[start Information shown]

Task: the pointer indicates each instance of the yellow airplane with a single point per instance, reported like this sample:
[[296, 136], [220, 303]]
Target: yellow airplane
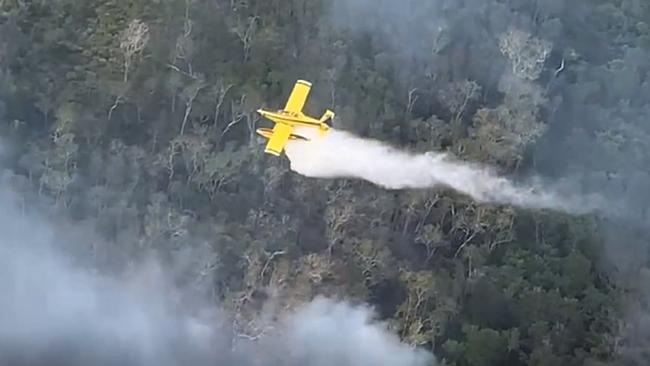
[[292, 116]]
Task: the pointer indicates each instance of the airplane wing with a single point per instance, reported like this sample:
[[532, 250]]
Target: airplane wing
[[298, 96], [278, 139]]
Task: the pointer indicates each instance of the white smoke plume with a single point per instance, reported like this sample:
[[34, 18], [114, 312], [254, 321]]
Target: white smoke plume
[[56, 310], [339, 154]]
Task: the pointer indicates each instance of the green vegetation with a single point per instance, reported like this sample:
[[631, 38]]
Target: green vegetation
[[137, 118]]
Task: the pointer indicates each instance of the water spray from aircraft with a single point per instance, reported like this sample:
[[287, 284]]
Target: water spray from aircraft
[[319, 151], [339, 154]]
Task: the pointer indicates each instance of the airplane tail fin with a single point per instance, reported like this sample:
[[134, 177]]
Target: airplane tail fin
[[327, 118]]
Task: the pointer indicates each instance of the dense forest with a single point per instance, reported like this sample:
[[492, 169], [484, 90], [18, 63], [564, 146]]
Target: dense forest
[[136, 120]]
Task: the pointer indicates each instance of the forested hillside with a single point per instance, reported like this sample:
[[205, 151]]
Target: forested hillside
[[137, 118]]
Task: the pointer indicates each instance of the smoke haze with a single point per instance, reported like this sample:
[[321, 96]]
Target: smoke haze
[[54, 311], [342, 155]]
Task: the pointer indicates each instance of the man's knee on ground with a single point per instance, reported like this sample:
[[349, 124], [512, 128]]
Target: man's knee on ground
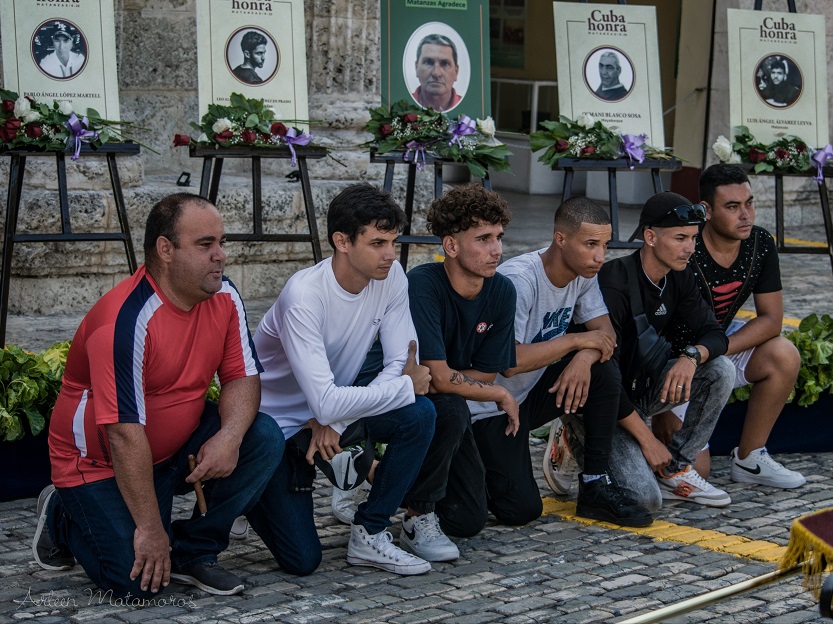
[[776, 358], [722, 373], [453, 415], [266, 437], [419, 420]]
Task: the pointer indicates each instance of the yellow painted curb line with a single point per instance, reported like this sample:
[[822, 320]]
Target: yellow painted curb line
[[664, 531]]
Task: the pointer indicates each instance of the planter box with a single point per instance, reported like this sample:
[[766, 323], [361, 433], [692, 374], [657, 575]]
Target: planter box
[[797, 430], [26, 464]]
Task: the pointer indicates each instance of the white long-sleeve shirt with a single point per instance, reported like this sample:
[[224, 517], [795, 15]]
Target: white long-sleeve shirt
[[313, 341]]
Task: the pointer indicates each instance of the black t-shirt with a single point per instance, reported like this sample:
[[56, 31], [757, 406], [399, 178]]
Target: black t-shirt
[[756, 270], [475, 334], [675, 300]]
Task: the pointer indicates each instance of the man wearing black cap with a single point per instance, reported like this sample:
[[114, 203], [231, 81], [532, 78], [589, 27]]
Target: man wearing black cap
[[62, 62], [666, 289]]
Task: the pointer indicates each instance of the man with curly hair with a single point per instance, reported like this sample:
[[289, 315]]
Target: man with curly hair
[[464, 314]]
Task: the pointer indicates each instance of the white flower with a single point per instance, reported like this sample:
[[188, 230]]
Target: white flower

[end Information shown]
[start Information shown]

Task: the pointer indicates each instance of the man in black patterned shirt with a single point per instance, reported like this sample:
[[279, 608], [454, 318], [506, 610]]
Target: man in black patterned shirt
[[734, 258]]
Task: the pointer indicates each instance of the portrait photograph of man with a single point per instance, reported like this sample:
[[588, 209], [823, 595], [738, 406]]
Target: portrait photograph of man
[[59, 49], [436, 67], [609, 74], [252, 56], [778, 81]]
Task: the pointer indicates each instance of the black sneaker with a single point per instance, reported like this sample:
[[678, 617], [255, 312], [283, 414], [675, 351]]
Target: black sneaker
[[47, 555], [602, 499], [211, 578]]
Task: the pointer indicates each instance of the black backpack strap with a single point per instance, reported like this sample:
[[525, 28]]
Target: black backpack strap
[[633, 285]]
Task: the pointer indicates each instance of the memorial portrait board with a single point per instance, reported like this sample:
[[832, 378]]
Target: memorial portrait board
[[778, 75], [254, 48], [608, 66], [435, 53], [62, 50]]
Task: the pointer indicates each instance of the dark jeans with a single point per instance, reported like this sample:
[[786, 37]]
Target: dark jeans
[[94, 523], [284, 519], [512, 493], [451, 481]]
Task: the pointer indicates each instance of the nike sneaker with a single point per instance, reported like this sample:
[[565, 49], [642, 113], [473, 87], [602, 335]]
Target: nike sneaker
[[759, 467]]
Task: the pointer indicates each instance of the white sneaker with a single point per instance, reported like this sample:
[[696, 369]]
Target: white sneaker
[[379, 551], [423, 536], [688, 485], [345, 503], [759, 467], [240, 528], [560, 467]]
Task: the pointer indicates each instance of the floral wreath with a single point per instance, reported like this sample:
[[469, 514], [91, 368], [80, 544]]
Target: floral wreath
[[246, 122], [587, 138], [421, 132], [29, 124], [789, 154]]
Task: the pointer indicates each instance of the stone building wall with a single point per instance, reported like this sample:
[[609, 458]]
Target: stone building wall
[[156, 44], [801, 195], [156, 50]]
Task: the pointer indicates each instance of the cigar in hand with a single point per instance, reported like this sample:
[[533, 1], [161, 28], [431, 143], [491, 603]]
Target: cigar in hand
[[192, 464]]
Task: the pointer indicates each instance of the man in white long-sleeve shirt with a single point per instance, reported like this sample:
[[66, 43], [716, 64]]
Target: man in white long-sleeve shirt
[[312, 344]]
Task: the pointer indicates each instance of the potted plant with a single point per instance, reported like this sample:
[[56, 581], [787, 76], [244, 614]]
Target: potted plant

[end Information shown]
[start Information shown]

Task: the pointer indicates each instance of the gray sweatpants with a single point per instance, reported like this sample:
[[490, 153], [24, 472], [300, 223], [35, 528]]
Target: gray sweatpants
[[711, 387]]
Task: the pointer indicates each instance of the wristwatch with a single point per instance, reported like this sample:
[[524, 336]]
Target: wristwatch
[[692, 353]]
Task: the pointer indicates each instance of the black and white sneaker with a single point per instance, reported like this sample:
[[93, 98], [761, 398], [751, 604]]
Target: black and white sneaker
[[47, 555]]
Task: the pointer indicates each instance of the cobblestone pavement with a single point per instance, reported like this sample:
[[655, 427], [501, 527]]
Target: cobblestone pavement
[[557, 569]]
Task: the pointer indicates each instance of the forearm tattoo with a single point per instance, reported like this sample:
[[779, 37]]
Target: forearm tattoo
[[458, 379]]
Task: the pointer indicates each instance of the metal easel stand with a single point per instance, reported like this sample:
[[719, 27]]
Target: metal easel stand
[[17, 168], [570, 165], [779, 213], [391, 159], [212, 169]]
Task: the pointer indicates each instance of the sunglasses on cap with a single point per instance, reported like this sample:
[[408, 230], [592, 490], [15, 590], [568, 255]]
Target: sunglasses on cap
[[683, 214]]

[end Information shown]

Task objective:
Reproduce the part of the data that opens with the line containing "Task: the pointer indicates each instance of the sunglasses" and closes with the line containing "[[683, 214]]", both lines included, requests and all. Multiply every coordinate in the answers by 2.6 and round to whole numbers, halves up, leaving the requests and their sample coordinates unchanged.

Written reply:
Task: the pointer indicates each instance of the sunglasses on cap with a single point per instance, reported like this sample:
[[408, 230], [592, 490], [15, 590], [568, 255]]
Target: sunglasses on cap
[[1776, 556]]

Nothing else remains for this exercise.